**Assigned task:** Nothing but the pictures should go missing; return all the entries below exactly.

Point-per-instance localization data
------------------------------------------------

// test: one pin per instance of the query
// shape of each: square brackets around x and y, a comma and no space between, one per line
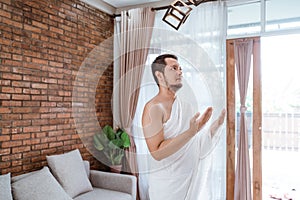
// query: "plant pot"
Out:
[116,168]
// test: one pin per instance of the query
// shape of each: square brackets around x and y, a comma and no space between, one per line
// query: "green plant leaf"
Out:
[97,143]
[125,139]
[111,145]
[118,143]
[109,132]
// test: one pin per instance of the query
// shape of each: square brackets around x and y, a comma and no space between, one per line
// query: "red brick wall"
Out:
[43,44]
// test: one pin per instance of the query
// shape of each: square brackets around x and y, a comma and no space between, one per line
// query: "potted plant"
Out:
[112,143]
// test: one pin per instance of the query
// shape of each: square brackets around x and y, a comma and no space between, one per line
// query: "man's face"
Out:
[173,74]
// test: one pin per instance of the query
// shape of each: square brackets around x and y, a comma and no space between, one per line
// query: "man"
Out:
[171,131]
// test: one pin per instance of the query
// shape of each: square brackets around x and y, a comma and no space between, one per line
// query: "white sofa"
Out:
[68,177]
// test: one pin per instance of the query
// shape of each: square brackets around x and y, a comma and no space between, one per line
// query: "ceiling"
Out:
[125,3]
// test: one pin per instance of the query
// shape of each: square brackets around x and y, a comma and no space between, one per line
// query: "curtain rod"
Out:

------------------------------------------------

**Task answer:**
// test: one pin per instance of the query
// shape of each: square brackets around x and y, a comma and no space between, one per line
// query: "plant pot"
Out:
[116,168]
// test: one pin per instance of the query
// shape of each: square brackets around x and y, a comma and no space between, one per line
// query: "green plant leaf"
Out:
[97,143]
[125,139]
[111,145]
[118,143]
[109,132]
// test: one pin per instance of the query
// shape of each: square brackets around x and y, a comma and no space between, one per line
// query: "red brick wall"
Out:
[43,44]
// test: one pin per instance of the query
// shape of each: square brackets around x and y, a comma and no space between, one per line
// query: "potted plant"
Out:
[112,143]
// test: one pin per instance of the query
// shape of each: square brackets around x and y, a comma and no space between, one per line
// query: "man's face"
Out:
[173,74]
// test: one pin per instance of the query
// shape of each: square brackets around x and y, a comma and no space between, one per line
// query: "man"
Out:
[171,131]
// test: one pin per instance of the query
// shape of each: square brackets around x and y, a comma and no space between, one per line
// query: "white sofa"
Out:
[68,177]
// test: one pin per instance of the query
// shape of each: square brackets around x and y, a comma and no space between, one per line
// query: "ceiling"
Out:
[125,3]
// test: one pin per instance of the query
// shape of each: square brackets around x and y, a comma and no space between, one per line
// query: "curtain rod"
Out:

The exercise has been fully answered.